Testo di studio:
────────
Di nuovo un intervallo ma devo uscire: è passata solo un'ora ma è stata talmente intensa da sembrare tre e devo abbandonare la sala.
Al rientro trovo una eterea, efebica e longilinea Rita Pollacchi ad attenderci per la terza parte, ABYSS, che si riscalda e prova i suoi infallibili doppi giri en dehors al ritmo di una chitarra acustica: inizia quello che sembra una sorta di Bolero di Bejartiana memoria o il momento in cui la Manon di Sir Kenneth MacMillan non tocca mai terra passando da un uomo all'altro in prese sempre più aeree ma fluide. Rita vola, spinge, rallenta, frena, padrona del suo copro e della tecnica e continua ad essere visibile anche quando torna nei ranghi del corpo di ballo. Rientrano anche le donne e la danza procede forte e accattivante come prima sulla musica eseguita live da Billy Sueiro, one man band. C'è un breve assolo magnificamente danzato da una splendida Tasja Sarler, credo un nuovo, ottimo acquisto per la compagnia.
Con me il pubblico che tributa una lunga ribalta di applausi a tutti. Mi dispiace che Richèl Wieles non abbia ricevuto il giusto tributo: io l'ho trovato veramente strepitoso e generoso nella sua interpretazione e allora il tributo glielo faccio io, qui e ora: bravo!
────────
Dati
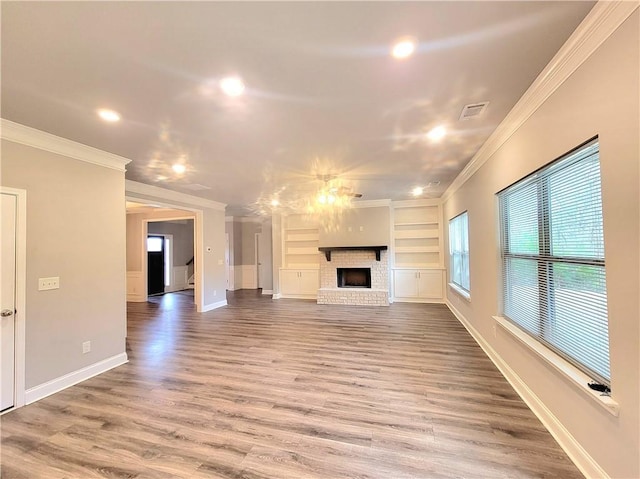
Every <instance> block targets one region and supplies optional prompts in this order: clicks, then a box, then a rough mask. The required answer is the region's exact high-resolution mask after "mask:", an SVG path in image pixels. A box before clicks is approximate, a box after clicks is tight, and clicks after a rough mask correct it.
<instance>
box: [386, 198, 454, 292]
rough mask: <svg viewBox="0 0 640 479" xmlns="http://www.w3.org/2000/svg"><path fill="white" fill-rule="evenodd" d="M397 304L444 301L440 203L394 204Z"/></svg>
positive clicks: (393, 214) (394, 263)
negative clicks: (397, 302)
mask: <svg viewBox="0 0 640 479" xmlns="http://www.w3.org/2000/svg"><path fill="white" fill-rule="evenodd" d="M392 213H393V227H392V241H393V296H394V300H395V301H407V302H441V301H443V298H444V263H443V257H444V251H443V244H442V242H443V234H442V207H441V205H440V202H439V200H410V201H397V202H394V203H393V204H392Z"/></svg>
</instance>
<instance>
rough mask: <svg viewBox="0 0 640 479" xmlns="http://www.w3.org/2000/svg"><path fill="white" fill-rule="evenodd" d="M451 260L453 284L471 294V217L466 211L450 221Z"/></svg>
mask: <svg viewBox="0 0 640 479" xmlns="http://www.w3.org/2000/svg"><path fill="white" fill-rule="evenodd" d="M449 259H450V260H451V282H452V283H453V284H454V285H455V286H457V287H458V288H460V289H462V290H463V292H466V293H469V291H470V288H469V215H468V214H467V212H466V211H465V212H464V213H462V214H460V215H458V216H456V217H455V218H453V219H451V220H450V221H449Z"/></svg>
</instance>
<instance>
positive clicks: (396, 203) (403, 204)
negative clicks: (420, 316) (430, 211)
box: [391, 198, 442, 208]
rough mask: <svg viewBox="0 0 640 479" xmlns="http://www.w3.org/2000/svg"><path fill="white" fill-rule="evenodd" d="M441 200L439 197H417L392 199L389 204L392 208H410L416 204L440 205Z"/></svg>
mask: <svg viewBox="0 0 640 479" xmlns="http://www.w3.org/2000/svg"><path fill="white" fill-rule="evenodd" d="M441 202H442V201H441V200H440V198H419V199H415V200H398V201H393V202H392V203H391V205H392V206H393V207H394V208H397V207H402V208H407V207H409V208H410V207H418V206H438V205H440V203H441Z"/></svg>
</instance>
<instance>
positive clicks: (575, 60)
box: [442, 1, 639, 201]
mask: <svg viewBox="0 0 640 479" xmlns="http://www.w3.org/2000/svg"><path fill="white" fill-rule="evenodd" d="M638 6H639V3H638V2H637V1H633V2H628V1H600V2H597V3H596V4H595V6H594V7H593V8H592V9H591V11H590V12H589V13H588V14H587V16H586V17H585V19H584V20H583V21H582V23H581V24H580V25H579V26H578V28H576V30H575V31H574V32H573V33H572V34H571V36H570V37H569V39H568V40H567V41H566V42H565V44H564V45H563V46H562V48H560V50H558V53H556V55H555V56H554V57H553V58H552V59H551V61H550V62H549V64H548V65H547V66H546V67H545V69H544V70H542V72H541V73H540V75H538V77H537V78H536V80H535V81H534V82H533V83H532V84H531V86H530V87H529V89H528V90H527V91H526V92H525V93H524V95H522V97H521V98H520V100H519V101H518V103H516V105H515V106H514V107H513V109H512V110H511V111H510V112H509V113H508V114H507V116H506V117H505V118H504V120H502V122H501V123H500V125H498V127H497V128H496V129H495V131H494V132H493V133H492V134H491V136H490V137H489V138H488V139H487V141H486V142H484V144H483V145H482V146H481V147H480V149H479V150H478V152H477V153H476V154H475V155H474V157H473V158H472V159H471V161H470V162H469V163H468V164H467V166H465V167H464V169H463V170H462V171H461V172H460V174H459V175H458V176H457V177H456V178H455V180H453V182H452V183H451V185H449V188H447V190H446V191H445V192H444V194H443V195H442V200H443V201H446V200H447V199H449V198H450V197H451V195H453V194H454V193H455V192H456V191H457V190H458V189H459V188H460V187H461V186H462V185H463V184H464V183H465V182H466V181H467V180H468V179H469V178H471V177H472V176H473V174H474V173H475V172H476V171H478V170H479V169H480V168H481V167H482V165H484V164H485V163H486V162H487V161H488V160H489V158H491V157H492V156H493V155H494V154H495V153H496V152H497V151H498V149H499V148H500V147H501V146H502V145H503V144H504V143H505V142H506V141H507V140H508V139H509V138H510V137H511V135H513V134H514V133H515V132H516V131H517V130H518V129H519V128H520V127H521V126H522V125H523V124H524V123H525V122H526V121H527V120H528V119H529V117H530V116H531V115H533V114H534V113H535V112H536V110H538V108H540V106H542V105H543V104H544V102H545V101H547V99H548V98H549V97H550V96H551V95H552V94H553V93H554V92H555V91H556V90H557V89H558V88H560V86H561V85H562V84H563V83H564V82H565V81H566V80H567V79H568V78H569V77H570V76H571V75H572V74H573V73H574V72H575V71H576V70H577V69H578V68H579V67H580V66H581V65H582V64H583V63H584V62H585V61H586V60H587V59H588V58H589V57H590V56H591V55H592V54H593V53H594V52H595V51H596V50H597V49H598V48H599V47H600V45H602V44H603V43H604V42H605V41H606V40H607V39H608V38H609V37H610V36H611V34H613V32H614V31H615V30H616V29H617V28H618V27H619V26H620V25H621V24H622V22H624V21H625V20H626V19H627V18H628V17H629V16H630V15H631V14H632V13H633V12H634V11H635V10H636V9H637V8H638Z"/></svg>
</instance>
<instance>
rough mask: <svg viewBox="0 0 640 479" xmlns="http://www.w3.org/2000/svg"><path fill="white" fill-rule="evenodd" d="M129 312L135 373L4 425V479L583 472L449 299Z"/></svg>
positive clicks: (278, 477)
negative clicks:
────────
Compito da svolgere:
Sapresti continuare la recensione dello spettacolo di danza partendo subito dopo l'ultima frase riportata?

Risposta:
Ripeto, a mio modesto avviso Jeroen Verbruggen è un coreografo di rara levatura: musicale, musicalissimo; pregno del mestiere, di saper muovere le masse in disegni e costruzioni mai ripetitive e mai scontate; di tirar fuori da danzatori che già conoscevo, capacità che non gli avevo mai visto; di costruire tensione ed emozioni che bucano la fossa orchestrale per arrivare a noi spettatori; fantasioso e capace del drammatico come del buffo: BRAVO!
Una menzione a parte lo merita l'incredibile, strepitoso disegno luci di Jaka Simenc: mai visto i motorizzati danzare assieme al corpo di ballo, come dei gangli o dei villi, nella scena degli ABYSS. Ma ancora: le luci da gelide a polverose nel primo tempo, l'eclissi che crea sul sole-mondo che scende dalla soffitta al pavimento, i controluce e la capacità di completare l'azione creata da Verbruggen sono toccanti e unici: bravo!
Discrete ma estremamente efficaci le proiezioni e la concezione dello spazio scenico ad opera di Atej Tutta e belli ma un po' scontati i costumi di Ana Savic Gecan.
Bene, benissimo la direzione dell'Orchestra della SNG di Lubiana guidata dalla bacchetta di Ziva Ploj Persuh, orma una specialista della danza, che si è saputa destreggiare nel guidare i suoi professori in pagine ardite e dure, uscendone a testa alta, altissima. Splendidamente suonata in Debussy, l'arpa di Tadeja Kralj.
Della mia adorata compagnia slovena posso dire che, seguendola ormai da una decina di anni, vedo un progresso continuo, inarrestabile, accompagnato da una versatilità di repertorio lodevole e interessante, frutto indubbio della guida sicura e contemporanea di Sanja Neskovic Persin, ma anche di tutti i suoi collaboratori che portano in scena degli assieme ineccepibili, lavorando alla costante crescita e pulizia tecnica dei danzatori: bravi!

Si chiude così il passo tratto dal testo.